**Trecho selecionado**
# # #

Josefa estava num grupo de 600 pessoas que
processava a Ambec. Àquela altura, corriam 2,3 mil ações contra a entidade.
A Ambec atende pelo bonito nome de Associação
dos Aposentados Mutualistas para Benefícios Coletivos. Segundo o TCU, em
dezembro de 2021 ela tinha três associados, um ano depois (governo Lula 3.0)
eles eram 600 mil e sua arrecadação ficou em R$ 91 milhões.
A CGU listou o empresário Maurício Camisotti
como “figura central” da Ambec. Só o prosseguimento da investigação poderá
detalhar suas conexões com a rede de negócios da entidade. Por enquanto,
sabe-se que seis parentes seus estavam na Ambec ou tinham tratos com ela. O
juiz Massimo Palazzolo, da 4ª Vara Criminal Federal de São Paulo, viu “fundadas
razões” para suspender suas operações com o INSS e bloquear até R$ 174 milhões
da entidade e de outras quatro empresas que com ela operavam.
O irmão de Lula no Sindnapi
As quadrilhas que tungavam os aposentados
tiveram a ajuda da inércia de um braço do governo e do acesso aos dados
pessoais das vítimas. Horas depois da ruinosa fala do ministro Lupi, veio outra
surpresa: José Ferreira da Silva, o Frei Chico, irmão mais velho de Lula, de 83
anos, é o vice-presidente do Sindicato Nacional dos Aposentados, Pensionistas e
Idosos do Brasil (Sindnapi), uma das entidades listadas na investigação.

# # #

**Entradas fornecidas**
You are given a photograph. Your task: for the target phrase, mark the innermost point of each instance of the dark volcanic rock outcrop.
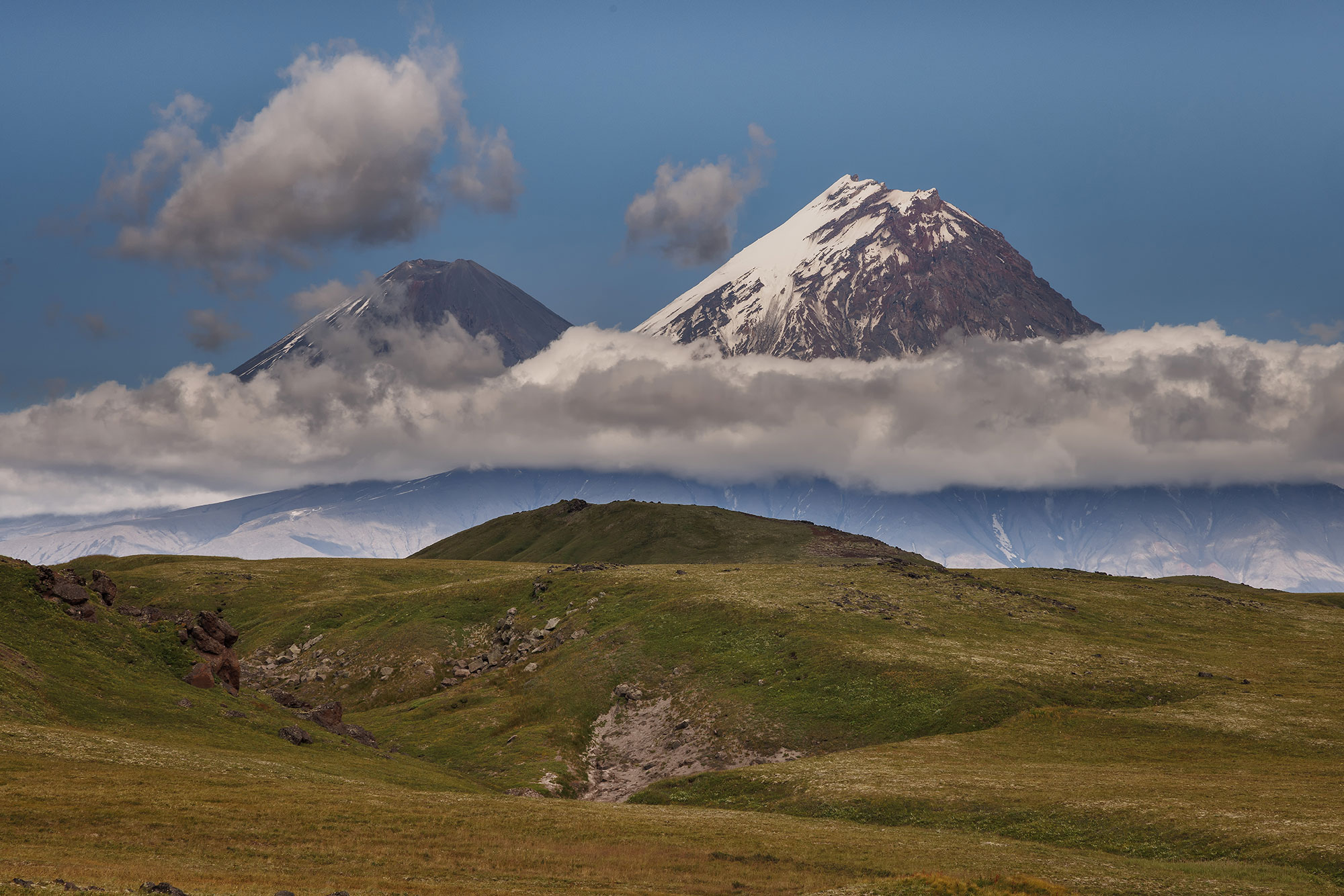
(214, 641)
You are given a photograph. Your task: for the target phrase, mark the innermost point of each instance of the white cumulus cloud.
(346, 151)
(1173, 405)
(691, 214)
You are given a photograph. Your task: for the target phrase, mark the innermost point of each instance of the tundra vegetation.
(799, 725)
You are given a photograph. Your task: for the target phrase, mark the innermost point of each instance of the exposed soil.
(639, 744)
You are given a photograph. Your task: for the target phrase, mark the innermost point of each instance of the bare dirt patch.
(639, 744)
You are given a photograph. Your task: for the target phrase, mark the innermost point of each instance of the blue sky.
(1157, 165)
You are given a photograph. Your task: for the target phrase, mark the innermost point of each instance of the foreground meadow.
(1108, 735)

# # #

**Requisitos da tarefa**
A. Transcreva literalmente, do texto sobre a Ambec, o trecho que vai de "Josefa estava num" até "R$ 91 milhões.".
B. Segundo o TCU, quantos associados a Ambec tinha em dezembro de 2021, conforme o texto sobre a Ambec?

**Respostas por tarefa**
A.
Josefa estava num grupo de 600 pessoas que
processava a Ambec. Àquela altura, corriam 2,3 mil ações contra a entidade.
A Ambec atende pelo bonito nome de Associação
dos Aposentados Mutualistas para Benefícios Coletivos. Segundo o TCU, em
dezembro de 2021 ela tinha três associados, um ano depois (governo Lula 3.0)
eles eram 600 mil e sua arrecadação ficou em R$ 91 milhões.

B. Três associados.